[WHAT YOU HAVE TO DO] State how many lines of the records below contain the string "hand", with case counting, and give only that number.

**** DATA LINES ****

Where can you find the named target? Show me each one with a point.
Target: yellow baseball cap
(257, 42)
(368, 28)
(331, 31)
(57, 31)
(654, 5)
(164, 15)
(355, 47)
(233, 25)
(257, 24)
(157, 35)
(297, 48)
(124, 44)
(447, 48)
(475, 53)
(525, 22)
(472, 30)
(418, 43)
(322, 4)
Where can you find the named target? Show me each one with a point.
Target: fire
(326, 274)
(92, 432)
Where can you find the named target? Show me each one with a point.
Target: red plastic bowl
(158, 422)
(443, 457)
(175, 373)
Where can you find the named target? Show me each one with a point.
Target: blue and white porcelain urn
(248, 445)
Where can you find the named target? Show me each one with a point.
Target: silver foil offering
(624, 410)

****
**** DATA LINES ****

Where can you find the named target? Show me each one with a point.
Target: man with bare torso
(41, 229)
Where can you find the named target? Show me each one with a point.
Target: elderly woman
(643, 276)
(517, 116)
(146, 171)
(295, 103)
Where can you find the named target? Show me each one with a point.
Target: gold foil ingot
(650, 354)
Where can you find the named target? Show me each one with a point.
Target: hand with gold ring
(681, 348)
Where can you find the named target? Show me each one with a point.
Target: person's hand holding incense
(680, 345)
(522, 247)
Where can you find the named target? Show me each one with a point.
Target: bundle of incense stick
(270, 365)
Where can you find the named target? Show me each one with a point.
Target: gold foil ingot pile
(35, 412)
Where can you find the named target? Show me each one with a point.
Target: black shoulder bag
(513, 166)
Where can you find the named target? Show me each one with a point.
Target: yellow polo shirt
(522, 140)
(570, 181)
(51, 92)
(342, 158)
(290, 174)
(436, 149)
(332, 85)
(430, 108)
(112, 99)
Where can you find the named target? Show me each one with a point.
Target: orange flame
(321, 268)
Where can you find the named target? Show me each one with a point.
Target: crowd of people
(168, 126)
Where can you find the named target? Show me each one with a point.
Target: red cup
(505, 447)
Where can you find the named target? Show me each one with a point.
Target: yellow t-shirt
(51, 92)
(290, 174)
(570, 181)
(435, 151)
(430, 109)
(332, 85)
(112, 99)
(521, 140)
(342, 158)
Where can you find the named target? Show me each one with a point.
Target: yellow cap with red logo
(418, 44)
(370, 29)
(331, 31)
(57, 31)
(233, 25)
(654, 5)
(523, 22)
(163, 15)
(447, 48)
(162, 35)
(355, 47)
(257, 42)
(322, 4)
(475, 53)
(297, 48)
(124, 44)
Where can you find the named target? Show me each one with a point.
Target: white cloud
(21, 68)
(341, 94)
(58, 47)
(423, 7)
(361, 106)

****
**** DATA LINES ****

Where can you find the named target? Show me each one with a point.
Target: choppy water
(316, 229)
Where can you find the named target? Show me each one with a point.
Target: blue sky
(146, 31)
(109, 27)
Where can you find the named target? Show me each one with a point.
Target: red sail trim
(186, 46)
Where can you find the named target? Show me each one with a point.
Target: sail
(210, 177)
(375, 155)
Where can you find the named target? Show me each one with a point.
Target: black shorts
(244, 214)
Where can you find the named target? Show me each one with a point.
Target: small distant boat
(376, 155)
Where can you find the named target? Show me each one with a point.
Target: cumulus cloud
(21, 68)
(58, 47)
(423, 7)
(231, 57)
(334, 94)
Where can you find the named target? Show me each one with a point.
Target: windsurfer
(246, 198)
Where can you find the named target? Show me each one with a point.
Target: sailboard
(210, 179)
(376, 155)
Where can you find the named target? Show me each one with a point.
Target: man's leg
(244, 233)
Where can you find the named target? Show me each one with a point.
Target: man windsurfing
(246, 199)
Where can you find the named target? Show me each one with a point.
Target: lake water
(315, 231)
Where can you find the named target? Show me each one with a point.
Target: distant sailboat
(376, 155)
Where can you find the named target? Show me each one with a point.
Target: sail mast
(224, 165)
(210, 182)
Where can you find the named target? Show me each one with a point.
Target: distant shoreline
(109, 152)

****

[RESULT FOR THIS TASK] 2